▶ Provided passage:
--- BEGIN ---

Creating Standards is altruistic?

update: based on the comments, I learned that the original idea “creating standards is altruistic” was wrong. It seems that altruism plays a role, but vendors gain a market advantage when implementing a standard first. Making good products that spread is another way to create a standard.

so, this is wrong for now:

Creating standards, as for example the W3C or the ISO does, is an deeply altruistic behavior and I think a hint that the people involved are altruistic.

A definition of altruistic is “Benefiting others without regard for one’s own needs or safety.”

Creating a standard is usually a process of endless and endless discussions, exchanging arguments, giving arguments for every decision, reworking drafts, fixing formulations, agreement, and discourse, and this process can last over years, and usually does last more than a year. The outcome is rather simple: a document describing the decisions in one simple manner. If you look at the HTML, HTTP and URI specs, you can read and understand them in a day. It took years from the first idea to write and improve them to their state, and it took a lot longer time, namely many years, to establish them as a standard.

Now, what is the benefit of creating a standard? For the author, nothing. The author doesn’t get paid for it (unless you charge for reading your standard, what many organisations do). You don’t get fame nor money, because you invested all your time into the standard, but not into your product, which can now by copied by everyone in the world by implementing the standard.

So, why do people do standards? I cannot say for you, but I work on them because I think that the world would suck very hard if we not had standards for some things. Think of having to switch to a different browser when looking at asian websites, like carrying around an platoon of power adapters so that you hopefully can suck electricity from whatever socket you are confronted with.

The opposite of making a standard is implementing the solution. Then you have it, your great solution, coded in executable binary, nothing can go wrong now. You are quick to do it, you don’t have to care much for documentation, and your customer is happy.

But imagine looking at a website hosted by an Internet Information Server (Microsoft) would mean that you have to use a Microsoft Operating System, or a Microsoft TV, or a Microsoft Phone. At first, there is no problem. But after others did the same, I would have to carry around many phones. So, clever people (who are often altruistic and may work for market leaders like Microsoft Corp.) see these problems beforehand and decide to sit down to make a standard, once sitting you notice that there are others seated next to you who feel the same.

Some say “the good things about standards is that there are so many of them to choose from”. This is not true, because for anyone in such situation of choosing, “good” is exactly not the way you feel, because you get this slight feeling deep inside, that your decision is shiny today, but sits down in some dark place and comes to bite your behind years later.

So, if you are stuck again while working on a standard, like me at the moment, and life is blackened by endless arguments and paperwork, think about why you started the whole thing.

And on the other hand, if you watch people like the W3C members sitting around in endless discussions about details, dissecting every piece of it and making a lot of seemingly useless paperwork, and you think to yourself “ha, I could do a better standard alone”, think twice. First of all, open your cupboard and get out your beloved assortment of travel power socket adapters for a short personal meditation about the stupidity of man. Then, think of the motivation of people writing standards: not money nor fame can be the reason, there is neither of it in it, they do it for you.

--- END ---

▶ Set of tasks:
a – Name every specification that the post on creating standards says can be read and understood in a day.
b – Reproduce the part of the post on creating standards that opens with the words "But imagine looking" and closes with "feel the same.".
c – Carry on the post on creating standards, starting after its final sentence.

[Records from a collection]
--- BEGIN ---

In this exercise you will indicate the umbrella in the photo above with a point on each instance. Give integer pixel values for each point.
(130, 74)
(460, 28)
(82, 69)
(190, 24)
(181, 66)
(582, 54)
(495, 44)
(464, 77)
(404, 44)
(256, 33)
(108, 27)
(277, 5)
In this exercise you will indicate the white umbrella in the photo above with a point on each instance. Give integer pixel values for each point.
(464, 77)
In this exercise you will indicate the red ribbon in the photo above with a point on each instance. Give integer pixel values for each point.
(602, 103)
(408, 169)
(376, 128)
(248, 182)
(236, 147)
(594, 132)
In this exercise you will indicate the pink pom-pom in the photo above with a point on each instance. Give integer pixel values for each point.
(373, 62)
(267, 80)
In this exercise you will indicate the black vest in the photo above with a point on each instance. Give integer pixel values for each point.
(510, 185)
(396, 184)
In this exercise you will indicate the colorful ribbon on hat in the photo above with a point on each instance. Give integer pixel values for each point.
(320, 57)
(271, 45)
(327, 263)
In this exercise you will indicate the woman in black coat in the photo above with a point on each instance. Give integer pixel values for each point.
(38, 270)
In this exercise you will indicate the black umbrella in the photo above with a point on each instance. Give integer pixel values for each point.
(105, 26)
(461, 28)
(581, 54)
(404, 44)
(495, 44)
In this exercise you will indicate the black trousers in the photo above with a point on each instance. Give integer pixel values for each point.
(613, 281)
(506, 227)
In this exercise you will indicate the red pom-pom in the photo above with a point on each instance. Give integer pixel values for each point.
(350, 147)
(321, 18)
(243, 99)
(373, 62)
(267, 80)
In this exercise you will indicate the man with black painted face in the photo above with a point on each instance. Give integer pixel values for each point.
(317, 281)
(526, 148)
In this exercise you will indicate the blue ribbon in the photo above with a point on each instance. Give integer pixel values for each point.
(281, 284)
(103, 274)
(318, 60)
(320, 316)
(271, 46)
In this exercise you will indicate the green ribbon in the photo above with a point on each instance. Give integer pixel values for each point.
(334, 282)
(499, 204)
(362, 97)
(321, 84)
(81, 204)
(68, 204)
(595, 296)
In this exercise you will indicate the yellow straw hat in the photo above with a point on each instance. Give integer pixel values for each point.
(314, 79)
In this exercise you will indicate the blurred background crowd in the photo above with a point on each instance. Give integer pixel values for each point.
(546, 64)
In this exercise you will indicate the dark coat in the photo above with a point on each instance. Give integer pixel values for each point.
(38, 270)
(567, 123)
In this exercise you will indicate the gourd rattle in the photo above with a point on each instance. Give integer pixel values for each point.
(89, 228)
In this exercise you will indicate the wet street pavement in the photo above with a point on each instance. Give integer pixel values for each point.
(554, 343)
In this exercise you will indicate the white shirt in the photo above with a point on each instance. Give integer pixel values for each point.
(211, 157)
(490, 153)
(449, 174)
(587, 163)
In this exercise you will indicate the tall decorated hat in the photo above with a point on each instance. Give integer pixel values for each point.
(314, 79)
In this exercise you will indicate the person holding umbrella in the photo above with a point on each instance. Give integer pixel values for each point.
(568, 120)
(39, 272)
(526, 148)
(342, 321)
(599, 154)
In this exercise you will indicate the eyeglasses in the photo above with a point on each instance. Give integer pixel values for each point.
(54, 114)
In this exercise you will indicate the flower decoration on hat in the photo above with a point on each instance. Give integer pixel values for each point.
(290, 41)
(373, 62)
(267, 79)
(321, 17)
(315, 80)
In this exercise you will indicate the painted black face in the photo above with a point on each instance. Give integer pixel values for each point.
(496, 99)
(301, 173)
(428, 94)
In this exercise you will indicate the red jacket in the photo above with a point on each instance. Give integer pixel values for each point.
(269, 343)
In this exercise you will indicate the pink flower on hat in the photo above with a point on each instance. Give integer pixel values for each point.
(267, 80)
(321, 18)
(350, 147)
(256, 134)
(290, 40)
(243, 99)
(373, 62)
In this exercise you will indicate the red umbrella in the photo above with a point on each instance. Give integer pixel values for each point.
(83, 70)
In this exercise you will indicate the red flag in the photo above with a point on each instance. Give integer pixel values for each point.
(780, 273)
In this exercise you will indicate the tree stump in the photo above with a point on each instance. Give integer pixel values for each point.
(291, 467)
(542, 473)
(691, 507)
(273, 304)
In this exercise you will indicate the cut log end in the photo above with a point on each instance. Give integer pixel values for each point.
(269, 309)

--- END ---

▶ Task-by-task answers:
a – HTML, HTTP, URI

b –
But imagine looking at a website hosted by an Internet Information Server (Microsoft) would mean that you have to use a Microsoft Operating System, or a Microsoft TV, or a Microsoft Phone. At first, there is no problem. But after others did the same, I would have to carry around many phones. So, clever people (who are often altruistic and may work for market leaders like Microsoft Corp.) see these problems beforehand and decide to sit down to make a standard, once sitting you notice that there are others seated next to you who feel the same.

c –
p.s. HM, the Queen of Britain, has honored Tim Berners-Lee again by giving him the Order Of Merit, putting him in one league with Florence Nightingale and Mother Theresa. I think this does not only honor him but also everyone wasting his life away for the W3C and technical standards in general. People travelling as much as the royals do, seem to know the irony of power sockets that look a bit unfamiliar compared to the plug you want to put in them, and cars that have their gear switch on the left hand side of you, adding to the irritation of driving them on the “wrong” side of the road. Feel free to comment.

p.p.s. perhaps I don’t get it because I am a complicated thinking Java programmer and not a witty Python hacker (like Gromgull), where the standard is set by best practice.

about Eclipse and other rich client GUIs for the Semantic Web

In the last year, I was involved in many discussions revolving about the question of “how to make a semantic desktop gui”. Semantic Web guis in general have to be dynamic, adaptive, generic, because the ontologies are changing and data of two ontologies can be mixed. This causes friction in software development, when all our frameworks and developers are used to relational databases or compiled Java beans that hold the information.

To gather my own thoughts for our NEPOMUK project I have prepared some slides to get an overview, a document summing up my view, and a screencast showing one framework.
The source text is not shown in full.